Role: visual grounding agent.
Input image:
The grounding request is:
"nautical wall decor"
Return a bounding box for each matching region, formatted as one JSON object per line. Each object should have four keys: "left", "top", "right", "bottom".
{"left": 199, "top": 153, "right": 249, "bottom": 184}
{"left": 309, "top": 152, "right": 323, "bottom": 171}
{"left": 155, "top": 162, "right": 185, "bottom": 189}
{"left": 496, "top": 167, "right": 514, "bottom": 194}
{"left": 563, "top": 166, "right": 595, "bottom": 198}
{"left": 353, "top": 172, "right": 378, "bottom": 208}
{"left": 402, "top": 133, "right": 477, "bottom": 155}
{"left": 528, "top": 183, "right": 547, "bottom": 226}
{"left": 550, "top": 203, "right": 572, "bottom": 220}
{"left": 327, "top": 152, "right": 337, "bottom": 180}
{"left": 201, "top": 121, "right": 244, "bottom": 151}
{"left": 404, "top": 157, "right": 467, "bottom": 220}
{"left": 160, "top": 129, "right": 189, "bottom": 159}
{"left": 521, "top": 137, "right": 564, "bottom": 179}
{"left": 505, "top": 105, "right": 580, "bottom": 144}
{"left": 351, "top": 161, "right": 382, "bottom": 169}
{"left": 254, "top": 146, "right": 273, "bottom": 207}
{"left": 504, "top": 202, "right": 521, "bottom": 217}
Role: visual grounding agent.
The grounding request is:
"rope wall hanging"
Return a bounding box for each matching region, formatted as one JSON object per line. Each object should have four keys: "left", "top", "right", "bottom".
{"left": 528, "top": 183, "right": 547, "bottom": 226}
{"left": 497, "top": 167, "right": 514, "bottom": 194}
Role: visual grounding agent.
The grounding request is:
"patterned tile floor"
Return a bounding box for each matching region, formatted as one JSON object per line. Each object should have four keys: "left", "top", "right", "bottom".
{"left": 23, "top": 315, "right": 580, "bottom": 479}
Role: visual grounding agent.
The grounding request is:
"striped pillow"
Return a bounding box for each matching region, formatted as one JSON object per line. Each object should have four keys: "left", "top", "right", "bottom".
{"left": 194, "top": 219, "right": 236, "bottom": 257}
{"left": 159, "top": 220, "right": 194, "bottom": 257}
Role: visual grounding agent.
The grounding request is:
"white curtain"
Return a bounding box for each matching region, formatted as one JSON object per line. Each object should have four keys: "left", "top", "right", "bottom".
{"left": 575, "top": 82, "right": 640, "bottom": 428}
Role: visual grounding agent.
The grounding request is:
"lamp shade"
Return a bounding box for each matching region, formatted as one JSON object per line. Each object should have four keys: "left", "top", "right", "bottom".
===
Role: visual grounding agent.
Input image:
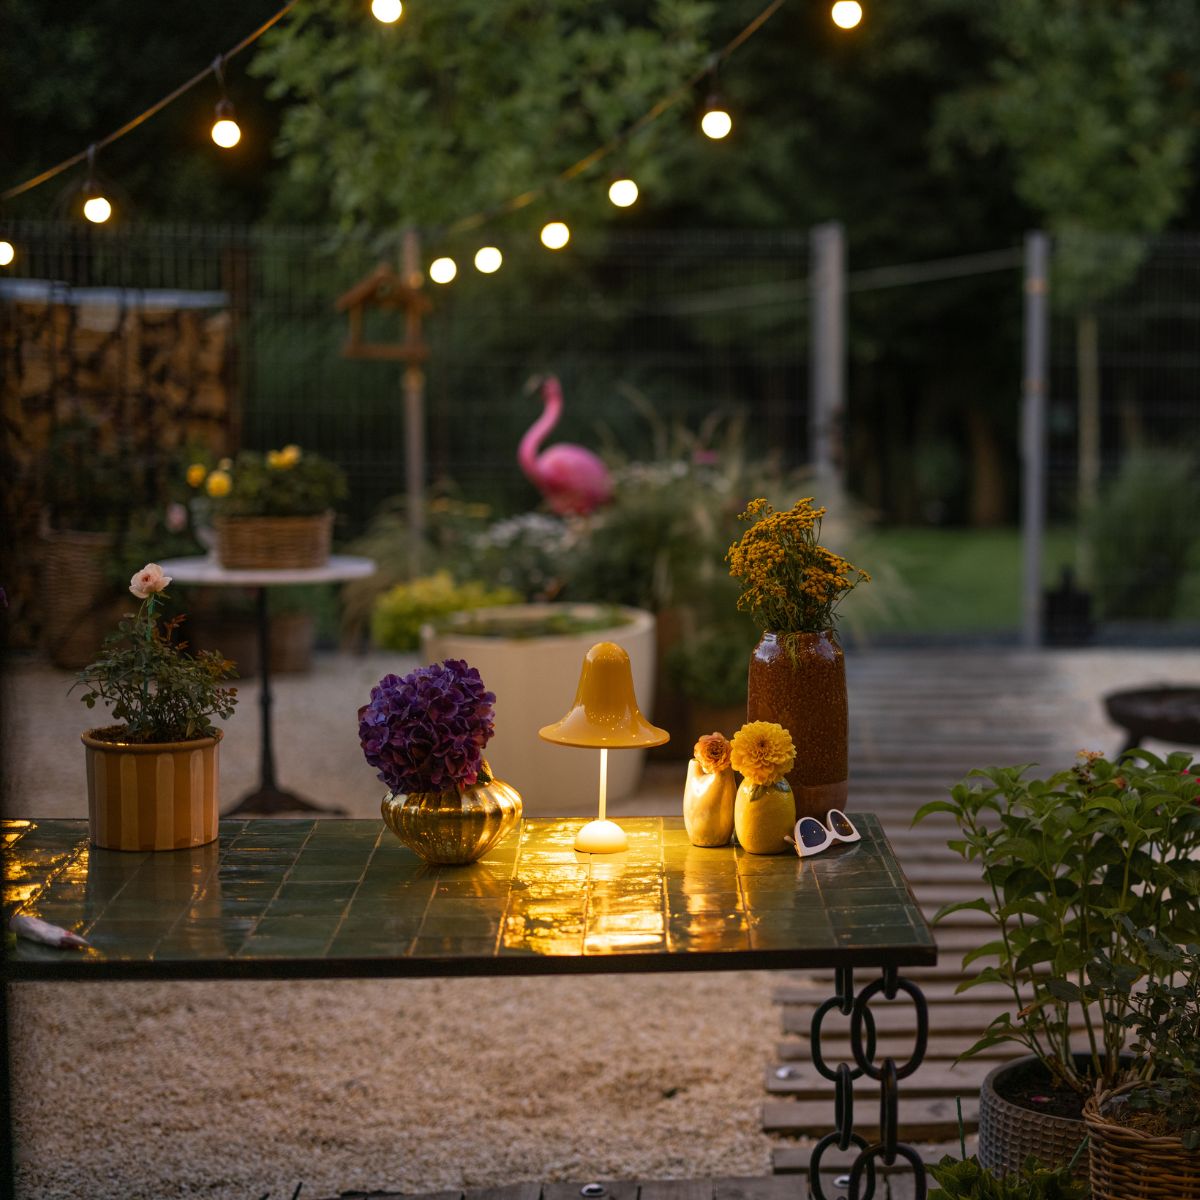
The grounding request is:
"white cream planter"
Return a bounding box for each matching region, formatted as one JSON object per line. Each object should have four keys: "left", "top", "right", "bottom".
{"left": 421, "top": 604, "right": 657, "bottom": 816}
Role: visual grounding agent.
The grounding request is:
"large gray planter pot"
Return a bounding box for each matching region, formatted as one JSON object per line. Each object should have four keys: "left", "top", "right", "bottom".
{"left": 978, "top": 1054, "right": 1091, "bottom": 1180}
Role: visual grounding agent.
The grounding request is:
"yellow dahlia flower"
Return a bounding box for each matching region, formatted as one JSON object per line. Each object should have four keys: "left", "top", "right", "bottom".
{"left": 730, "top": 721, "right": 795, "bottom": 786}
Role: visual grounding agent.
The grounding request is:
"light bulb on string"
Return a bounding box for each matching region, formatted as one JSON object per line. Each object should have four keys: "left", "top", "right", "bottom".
===
## What you need to do
Find "wall" in the data above. Report each line where it appears.

## Your solution
"nautical wall decor"
"rope wall hanging"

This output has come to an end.